* **Work to complete**
Find each line in the rows below that contains the word "number" and copy every such line in full.

== Data lines

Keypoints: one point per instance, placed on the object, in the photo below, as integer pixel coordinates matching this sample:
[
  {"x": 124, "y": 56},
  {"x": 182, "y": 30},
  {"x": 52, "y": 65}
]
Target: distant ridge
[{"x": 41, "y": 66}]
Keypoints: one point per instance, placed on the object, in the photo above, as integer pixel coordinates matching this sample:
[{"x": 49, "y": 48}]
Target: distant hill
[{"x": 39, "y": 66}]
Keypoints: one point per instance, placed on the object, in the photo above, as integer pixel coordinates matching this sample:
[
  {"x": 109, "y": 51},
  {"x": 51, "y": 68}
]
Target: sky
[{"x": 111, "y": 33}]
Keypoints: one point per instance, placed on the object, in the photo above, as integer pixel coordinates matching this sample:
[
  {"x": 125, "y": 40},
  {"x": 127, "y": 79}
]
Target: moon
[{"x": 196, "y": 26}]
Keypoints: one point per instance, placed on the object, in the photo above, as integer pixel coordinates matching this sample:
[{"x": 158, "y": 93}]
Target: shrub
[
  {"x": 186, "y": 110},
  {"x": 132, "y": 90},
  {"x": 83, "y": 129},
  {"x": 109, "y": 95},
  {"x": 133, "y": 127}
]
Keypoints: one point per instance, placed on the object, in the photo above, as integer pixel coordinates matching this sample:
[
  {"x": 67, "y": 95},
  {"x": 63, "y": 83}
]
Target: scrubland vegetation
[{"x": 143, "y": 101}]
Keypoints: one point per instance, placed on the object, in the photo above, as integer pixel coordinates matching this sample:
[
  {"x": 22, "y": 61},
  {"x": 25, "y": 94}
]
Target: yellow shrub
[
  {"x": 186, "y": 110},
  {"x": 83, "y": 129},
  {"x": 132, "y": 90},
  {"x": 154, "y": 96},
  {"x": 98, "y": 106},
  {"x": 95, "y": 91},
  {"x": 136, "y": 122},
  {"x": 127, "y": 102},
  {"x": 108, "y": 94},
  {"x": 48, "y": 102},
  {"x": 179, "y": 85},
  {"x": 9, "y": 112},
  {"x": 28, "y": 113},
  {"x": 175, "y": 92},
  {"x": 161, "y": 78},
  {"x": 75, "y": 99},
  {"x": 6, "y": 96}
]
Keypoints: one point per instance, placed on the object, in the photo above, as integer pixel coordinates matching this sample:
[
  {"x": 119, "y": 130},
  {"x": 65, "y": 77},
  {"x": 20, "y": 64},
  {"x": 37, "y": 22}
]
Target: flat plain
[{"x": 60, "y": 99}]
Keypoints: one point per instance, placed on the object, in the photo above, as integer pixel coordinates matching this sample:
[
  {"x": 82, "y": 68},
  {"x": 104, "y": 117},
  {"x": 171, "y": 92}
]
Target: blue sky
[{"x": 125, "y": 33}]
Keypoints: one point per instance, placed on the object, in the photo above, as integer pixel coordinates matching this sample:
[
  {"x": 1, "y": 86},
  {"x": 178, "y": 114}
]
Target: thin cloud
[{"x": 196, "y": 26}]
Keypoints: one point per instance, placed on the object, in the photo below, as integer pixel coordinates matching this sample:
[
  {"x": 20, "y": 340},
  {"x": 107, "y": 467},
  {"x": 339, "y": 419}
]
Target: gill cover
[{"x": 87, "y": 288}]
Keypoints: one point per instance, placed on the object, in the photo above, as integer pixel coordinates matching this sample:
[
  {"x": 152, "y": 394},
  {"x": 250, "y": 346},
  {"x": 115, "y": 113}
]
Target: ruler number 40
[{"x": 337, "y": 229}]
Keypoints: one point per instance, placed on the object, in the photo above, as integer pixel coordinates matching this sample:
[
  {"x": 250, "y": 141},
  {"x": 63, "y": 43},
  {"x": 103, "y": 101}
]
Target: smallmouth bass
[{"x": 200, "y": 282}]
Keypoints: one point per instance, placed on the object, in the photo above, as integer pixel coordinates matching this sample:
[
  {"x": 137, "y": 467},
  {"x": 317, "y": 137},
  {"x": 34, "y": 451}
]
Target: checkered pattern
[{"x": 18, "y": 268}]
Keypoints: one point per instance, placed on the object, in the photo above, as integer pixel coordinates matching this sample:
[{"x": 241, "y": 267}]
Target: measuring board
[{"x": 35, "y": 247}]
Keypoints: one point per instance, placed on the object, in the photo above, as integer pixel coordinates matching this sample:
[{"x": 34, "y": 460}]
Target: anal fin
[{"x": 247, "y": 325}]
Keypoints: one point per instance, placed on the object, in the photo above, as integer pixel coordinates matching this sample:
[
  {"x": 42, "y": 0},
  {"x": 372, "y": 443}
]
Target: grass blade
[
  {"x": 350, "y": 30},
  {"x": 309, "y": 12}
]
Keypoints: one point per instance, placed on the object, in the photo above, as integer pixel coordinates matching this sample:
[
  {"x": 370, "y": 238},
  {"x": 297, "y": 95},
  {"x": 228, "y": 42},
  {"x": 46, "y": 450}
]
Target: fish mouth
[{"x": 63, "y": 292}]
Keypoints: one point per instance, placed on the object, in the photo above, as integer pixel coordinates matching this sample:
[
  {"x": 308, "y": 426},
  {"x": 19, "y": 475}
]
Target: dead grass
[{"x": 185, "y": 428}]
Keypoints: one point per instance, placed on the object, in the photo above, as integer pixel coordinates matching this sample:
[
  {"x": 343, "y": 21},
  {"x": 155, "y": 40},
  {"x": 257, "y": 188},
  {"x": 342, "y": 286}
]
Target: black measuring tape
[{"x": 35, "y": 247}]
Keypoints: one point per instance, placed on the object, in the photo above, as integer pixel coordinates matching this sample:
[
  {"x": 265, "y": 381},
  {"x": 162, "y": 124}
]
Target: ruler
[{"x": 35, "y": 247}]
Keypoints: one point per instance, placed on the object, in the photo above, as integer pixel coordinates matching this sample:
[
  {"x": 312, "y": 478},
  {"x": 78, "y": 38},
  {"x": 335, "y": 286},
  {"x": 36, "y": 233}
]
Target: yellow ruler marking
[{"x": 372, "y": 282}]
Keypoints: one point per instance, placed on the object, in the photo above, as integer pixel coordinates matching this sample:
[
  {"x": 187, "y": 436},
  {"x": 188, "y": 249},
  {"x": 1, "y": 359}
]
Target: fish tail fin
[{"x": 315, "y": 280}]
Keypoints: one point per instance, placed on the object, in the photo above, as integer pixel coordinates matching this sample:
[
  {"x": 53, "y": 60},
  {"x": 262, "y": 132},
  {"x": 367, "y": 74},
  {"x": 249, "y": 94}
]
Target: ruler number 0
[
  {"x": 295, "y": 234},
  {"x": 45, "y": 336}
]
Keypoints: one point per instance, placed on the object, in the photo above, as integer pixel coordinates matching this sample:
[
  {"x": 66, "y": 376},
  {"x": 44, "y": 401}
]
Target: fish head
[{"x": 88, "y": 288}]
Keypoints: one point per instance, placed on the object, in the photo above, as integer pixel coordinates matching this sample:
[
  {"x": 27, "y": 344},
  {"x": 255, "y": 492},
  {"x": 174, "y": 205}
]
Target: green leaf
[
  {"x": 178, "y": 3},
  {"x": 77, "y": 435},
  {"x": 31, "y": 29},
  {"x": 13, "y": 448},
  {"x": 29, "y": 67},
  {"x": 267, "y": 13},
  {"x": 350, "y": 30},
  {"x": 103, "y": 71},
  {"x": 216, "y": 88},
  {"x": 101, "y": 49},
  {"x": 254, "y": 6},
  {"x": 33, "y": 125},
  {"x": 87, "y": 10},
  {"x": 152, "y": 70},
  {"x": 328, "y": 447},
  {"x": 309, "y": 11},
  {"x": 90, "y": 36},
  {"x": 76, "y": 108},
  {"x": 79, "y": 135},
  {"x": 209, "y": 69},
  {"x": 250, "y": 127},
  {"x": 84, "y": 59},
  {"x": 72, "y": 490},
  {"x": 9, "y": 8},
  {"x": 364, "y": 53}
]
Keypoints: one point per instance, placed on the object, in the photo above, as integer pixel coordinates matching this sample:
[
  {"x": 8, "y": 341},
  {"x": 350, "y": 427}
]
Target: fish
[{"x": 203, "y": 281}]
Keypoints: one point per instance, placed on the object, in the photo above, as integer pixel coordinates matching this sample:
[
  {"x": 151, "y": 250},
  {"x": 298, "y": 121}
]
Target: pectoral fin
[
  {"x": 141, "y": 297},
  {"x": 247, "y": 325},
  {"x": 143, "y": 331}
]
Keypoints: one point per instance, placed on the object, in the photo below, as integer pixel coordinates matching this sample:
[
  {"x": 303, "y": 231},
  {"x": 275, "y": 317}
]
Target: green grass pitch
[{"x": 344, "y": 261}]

====

* **Solution to this problem**
Target: ruler number 40
Target: ruler number 0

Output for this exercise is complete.